» What you will do:
[1] List every country that the summary on multilingual benchmarks below names as a source of most benchmarks.
[2] Extend the summary on multilingual benchmarks below, starting after its last sentence.

» Text under study:
AI-generated summary
As large language models (LLMs) continue to advance in linguistic
capabilities, robust multilingual evaluation has become essential for promoting
equitable technological progress. This position paper examines over 2,000
multilingual (non-English) benchmarks from 148 countries, published between
2021 and 2024, to evaluate past, present, and future practices in multilingual
benchmarking. Our findings reveal that, despite significant investments
amounting to tens of millions of dollars, English remains significantly
overrepresented in these benchmarks. Additionally, most benchmarks rely on
original language content rather than translations, with the majority sourced
from high-resource countries such as China, India, Germany, the UK, and the
USA. Furthermore, a comparison of benchmark performance with human judgments
highlights notable disparities. STEM-related tasks exhibit strong correlations
with human evaluations (0.70 to 0.85), while traditional NLP tasks like
question answering (e.g., XQuAD) show much weaker correlations (0.11 to 0.30).

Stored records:
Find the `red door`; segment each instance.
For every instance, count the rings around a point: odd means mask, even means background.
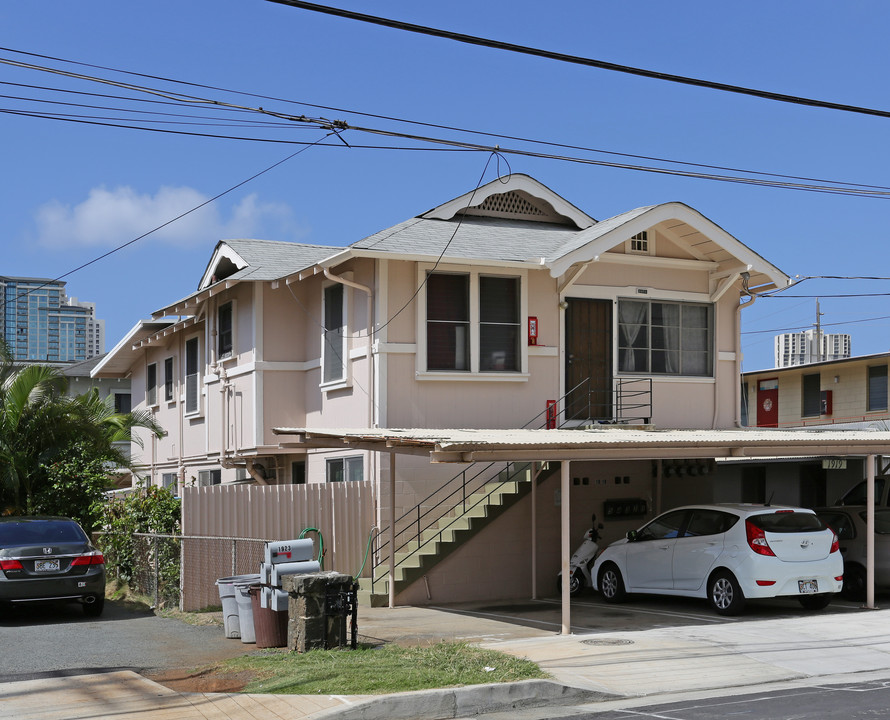
[[[779,378],[757,382],[757,427],[779,427]]]

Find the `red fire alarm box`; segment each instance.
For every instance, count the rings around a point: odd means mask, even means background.
[[[538,344],[538,318],[529,316],[528,318],[528,344]]]
[[[556,400],[547,401],[547,429],[556,429]]]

» Task responses:
[1] China, India, Germany, the UK, and the USA

[2]
Moreover, translating English benchmarks into other languages proves
insufficient, as localized benchmarks demonstrate significantly higher
alignment with local human judgments (0.68) than their translated counterparts
(0.47). This underscores the importance of creating culturally and
linguistically tailored benchmarks rather than relying solely on translations.
Through this comprehensive analysis, we highlight six key limitations in
current multilingual evaluation practices, propose the guiding principles
accordingly for effective multilingual benchmarking, and outline five critical
research directions to drive progress in the field. Finally, we call for a
global collaborative effort to develop human-aligned benchmarks that prioritize
real-world applications.